Problem: Transcribe the records below line for line, starting at the line that contains "# point at: charred" and ending at the line that contains "(1020, 705)".
=== Records for this task ===
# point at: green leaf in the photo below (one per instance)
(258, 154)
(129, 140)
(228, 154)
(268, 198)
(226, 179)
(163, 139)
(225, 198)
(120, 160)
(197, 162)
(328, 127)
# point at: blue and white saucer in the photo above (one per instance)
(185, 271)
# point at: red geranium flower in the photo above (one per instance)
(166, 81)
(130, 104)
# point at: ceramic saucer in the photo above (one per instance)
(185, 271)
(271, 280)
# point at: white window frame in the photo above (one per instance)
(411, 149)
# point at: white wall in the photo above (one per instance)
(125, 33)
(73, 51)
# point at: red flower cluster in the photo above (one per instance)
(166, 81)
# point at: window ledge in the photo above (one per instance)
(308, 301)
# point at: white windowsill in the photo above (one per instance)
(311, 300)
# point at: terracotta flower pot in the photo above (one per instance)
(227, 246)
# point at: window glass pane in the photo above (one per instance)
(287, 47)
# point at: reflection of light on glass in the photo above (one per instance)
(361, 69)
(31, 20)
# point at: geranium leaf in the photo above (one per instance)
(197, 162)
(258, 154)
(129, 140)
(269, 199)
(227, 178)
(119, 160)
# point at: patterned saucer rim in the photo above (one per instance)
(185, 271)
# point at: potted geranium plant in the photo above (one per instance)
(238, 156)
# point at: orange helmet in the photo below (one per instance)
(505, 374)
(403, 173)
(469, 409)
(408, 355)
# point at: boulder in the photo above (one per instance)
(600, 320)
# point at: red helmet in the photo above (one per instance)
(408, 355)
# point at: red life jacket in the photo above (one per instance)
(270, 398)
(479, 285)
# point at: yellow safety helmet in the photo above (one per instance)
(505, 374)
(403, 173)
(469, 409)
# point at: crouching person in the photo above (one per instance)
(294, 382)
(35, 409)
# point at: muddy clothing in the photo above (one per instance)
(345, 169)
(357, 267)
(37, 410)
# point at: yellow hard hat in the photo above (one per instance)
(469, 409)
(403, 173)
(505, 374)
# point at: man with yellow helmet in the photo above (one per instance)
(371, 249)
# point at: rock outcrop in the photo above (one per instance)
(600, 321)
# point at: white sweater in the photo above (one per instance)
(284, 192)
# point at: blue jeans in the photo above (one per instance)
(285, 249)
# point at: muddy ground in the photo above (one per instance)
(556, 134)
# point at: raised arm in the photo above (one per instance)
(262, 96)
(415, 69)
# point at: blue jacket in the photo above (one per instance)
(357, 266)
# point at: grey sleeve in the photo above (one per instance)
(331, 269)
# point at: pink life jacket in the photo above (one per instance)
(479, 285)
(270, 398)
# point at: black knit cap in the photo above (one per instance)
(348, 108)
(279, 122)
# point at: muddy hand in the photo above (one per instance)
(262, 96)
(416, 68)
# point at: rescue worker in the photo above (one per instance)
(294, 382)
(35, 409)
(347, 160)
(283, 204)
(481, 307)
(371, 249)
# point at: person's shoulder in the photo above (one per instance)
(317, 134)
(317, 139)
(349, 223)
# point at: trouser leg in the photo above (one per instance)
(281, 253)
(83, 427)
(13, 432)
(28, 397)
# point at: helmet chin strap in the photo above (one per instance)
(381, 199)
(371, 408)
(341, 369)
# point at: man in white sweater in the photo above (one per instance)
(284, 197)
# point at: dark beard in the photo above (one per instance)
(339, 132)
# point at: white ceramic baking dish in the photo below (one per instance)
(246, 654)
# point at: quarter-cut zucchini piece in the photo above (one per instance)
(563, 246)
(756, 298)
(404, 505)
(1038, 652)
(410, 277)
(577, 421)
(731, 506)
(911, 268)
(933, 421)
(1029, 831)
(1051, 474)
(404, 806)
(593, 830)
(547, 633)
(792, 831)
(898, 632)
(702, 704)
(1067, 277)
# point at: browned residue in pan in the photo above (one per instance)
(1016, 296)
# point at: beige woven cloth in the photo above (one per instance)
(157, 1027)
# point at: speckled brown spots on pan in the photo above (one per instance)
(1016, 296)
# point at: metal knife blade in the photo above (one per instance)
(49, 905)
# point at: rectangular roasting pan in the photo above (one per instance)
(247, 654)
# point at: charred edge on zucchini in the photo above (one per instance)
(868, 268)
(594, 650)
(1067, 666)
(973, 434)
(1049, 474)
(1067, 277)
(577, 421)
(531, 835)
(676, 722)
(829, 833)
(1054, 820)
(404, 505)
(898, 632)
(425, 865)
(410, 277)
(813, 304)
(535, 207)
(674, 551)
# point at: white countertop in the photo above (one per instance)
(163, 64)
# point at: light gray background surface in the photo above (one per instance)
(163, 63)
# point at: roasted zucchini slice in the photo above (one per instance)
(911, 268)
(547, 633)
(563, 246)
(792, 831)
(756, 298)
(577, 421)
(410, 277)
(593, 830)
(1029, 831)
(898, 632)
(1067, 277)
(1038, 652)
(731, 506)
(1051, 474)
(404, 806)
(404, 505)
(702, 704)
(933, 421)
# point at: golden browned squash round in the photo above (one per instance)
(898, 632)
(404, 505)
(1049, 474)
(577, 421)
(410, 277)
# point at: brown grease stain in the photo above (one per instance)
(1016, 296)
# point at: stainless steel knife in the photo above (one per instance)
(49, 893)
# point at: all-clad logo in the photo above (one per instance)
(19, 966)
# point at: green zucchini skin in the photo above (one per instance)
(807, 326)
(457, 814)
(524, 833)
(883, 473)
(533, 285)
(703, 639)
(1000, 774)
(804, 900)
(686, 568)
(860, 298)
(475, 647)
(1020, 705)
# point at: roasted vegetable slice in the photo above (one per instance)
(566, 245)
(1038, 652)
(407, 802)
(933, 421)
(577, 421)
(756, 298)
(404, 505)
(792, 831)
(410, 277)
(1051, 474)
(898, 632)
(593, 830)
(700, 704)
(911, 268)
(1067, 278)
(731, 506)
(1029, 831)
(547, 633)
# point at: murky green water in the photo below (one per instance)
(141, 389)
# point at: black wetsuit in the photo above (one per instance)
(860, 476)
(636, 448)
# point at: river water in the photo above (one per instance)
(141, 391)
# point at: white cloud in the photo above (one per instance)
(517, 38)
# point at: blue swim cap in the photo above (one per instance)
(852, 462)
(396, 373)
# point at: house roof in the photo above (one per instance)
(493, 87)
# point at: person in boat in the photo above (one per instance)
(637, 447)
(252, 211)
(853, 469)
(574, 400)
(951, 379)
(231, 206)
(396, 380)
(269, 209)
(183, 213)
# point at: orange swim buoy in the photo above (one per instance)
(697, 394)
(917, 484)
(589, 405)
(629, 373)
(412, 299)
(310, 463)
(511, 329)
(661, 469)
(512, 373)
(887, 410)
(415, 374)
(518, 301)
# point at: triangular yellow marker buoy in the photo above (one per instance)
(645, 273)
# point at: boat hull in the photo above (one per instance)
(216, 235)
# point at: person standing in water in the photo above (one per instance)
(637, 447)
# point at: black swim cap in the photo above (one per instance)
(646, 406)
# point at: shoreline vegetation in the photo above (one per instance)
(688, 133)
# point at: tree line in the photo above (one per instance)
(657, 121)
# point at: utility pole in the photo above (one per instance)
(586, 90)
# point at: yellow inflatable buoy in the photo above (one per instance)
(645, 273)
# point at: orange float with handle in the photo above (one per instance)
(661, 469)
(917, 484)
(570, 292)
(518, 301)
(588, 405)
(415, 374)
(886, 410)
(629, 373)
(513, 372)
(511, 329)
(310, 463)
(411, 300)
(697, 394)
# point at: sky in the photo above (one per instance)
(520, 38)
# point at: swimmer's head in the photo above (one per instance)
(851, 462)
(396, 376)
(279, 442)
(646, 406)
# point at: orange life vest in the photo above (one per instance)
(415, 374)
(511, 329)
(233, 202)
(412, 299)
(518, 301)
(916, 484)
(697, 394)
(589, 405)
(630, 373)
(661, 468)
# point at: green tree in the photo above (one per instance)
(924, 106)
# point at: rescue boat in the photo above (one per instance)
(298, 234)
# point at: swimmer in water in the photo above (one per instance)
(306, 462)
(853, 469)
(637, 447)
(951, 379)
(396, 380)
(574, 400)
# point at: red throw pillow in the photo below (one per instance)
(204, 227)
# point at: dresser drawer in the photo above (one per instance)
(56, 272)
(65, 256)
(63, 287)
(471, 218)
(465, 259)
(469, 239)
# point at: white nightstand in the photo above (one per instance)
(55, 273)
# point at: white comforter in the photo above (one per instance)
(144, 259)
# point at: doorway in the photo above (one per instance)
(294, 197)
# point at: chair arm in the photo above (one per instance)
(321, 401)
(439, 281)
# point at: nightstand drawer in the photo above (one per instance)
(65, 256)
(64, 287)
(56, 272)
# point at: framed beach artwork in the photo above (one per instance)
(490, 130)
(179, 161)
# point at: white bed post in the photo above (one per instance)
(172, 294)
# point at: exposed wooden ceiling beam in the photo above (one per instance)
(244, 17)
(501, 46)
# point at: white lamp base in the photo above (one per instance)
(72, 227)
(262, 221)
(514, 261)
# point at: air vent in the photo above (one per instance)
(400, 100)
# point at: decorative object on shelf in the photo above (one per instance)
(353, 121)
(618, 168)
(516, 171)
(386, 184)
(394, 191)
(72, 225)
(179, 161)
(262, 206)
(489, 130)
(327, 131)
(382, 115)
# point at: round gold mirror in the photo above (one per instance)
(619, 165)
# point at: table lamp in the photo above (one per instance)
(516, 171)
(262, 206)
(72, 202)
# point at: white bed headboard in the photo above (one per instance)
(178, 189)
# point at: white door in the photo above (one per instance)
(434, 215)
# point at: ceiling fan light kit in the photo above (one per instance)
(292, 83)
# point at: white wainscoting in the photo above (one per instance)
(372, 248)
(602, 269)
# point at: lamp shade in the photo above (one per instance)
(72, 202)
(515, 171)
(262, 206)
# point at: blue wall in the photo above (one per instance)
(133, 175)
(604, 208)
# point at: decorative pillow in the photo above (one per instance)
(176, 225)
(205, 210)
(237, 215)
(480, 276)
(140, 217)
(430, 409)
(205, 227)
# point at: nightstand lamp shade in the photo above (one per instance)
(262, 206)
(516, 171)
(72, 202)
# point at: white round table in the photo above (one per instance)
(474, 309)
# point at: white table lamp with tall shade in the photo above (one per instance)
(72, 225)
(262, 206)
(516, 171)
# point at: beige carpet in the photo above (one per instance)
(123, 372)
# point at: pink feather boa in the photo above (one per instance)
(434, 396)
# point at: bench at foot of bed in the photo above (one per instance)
===
Exercise solution:
# point at: charred edge on zucchini in the photo above (one per instance)
(868, 268)
(594, 650)
(1067, 666)
(973, 434)
(1049, 474)
(1067, 277)
(577, 421)
(531, 835)
(676, 722)
(829, 833)
(1054, 820)
(404, 505)
(898, 632)
(425, 865)
(410, 277)
(813, 304)
(535, 207)
(674, 551)
# point at: white countertop in the photo above (one per instance)
(163, 64)
# point at: light gray background surface in the photo above (one per instance)
(163, 63)
# point at: roasted zucchini slice in the photo above (one per instance)
(911, 268)
(547, 633)
(563, 246)
(792, 831)
(756, 298)
(577, 421)
(410, 277)
(593, 830)
(1029, 831)
(898, 632)
(1067, 277)
(1038, 652)
(731, 506)
(1051, 474)
(404, 806)
(404, 505)
(702, 704)
(933, 421)
# point at: golden browned squash round in the photo above (one per instance)
(898, 632)
(404, 505)
(1049, 474)
(577, 421)
(410, 277)
# point at: brown grease stain in the photo above (one per instance)
(1016, 296)
# point at: stainless steel knife in the photo above (one per instance)
(49, 893)
# point at: all-clad logo in the photo above (one per instance)
(19, 966)
# point at: green zucchini skin in the photo above (one per instance)
(807, 326)
(457, 814)
(524, 833)
(883, 473)
(533, 285)
(703, 639)
(1000, 774)
(804, 900)
(686, 568)
(860, 298)
(475, 647)
(1020, 705)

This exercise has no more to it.